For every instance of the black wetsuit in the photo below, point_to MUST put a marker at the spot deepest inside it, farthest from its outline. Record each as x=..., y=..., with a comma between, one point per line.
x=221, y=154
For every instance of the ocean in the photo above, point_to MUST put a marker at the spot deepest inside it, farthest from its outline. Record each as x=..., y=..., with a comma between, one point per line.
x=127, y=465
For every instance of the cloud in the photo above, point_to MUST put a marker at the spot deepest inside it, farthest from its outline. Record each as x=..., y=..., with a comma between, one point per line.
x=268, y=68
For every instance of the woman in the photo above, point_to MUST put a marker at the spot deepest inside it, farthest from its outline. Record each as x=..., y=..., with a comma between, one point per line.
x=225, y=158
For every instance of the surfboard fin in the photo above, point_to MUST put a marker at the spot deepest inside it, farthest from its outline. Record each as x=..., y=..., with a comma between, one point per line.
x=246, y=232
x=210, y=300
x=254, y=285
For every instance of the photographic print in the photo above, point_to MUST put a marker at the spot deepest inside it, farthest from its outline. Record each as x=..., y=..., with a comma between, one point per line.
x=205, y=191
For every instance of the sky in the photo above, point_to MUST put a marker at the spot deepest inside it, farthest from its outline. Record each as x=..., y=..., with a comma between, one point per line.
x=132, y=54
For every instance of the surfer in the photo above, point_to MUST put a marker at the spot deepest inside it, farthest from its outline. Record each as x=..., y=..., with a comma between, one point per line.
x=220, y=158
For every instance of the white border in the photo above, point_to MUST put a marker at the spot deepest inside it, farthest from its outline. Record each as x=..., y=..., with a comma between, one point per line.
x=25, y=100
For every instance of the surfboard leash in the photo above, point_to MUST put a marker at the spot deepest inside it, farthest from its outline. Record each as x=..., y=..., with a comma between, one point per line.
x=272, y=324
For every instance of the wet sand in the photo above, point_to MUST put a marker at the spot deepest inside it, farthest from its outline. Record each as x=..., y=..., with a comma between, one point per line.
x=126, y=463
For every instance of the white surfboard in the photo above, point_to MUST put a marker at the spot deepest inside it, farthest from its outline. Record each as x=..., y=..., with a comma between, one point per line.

***

Lay out every line of the records above as a JSON array of strings, one string per line, with blank lines omitted.

## RESULT FOR THIS EXERCISE
[
  "For every instance of the black wetsuit in the photo below, point_to MUST put a marker at the spot deepest inside it, farthest from its outline. Record each as x=..., y=..., with a comma between, one point per line.",
  "x=221, y=154",
  "For every instance of the ocean in the photo above, point_to MUST put a marker at the spot deepest inside it, farthest from its outline. Record each as x=..., y=..., with a comma between, one point per line.",
  "x=127, y=465",
  "For every instance of the cloud in the photo above, point_to MUST put a marker at the spot deepest inside it, farthest from its outline. Record each as x=..., y=..., with a comma between, one point per line.",
  "x=268, y=68",
  "For every instance of the woman in the photo above, point_to MUST put a marker at the spot deepest inside it, farthest from its outline. Record each as x=..., y=..., with a comma between, one point per line.",
  "x=225, y=158",
  "For every instance of the surfboard fin in the photo above, point_to MUST put a marker at the spot deepest inside it, farthest from its outline. Record each as x=..., y=..., with a comma between, one point per line.",
  "x=246, y=232",
  "x=210, y=300",
  "x=254, y=285",
  "For every instance of the photographic print in the photo above, point_to MUST put a marker at the spot deepest inside it, farthest from its outline. Record each as x=..., y=..., with a comma between, one point per line.",
  "x=205, y=191",
  "For every instance of the sky in the photo above, point_to MUST put a marker at the spot deepest inside it, farthest from its outline. Record each as x=..., y=..., with a comma between, one point per line.",
  "x=132, y=54",
  "For every instance of the surfer in the photo above, point_to MUST put a marker at the spot deepest inside it, farthest from its outline. Record each as x=..., y=..., with a comma between, one point per line.",
  "x=220, y=158",
  "For every instance of the white border in the photo above, point_to MUST put a marker at the spot deepest inside it, farthest from its outline. Record each as x=..., y=..., with a comma between, one point per line.",
  "x=25, y=100",
  "For every instance of the surfboard leash in the photo above, point_to MUST put a marker at the spot deepest inside it, farthest from its outline. Record each as x=..., y=..., with a comma between, one point per line.",
  "x=272, y=324",
  "For every instance of the wet sand in the photo above, point_to MUST put a marker at the spot deepest inside it, farthest from its outline. Record each as x=..., y=..., with a comma between, one point per line.",
  "x=126, y=463",
  "For every instance of the white surfboard in the photo above, point_to MUST put a marker at the spot deepest inside it, farthest from its outline. Record each as x=..., y=..., with a comma between, one point per line."
]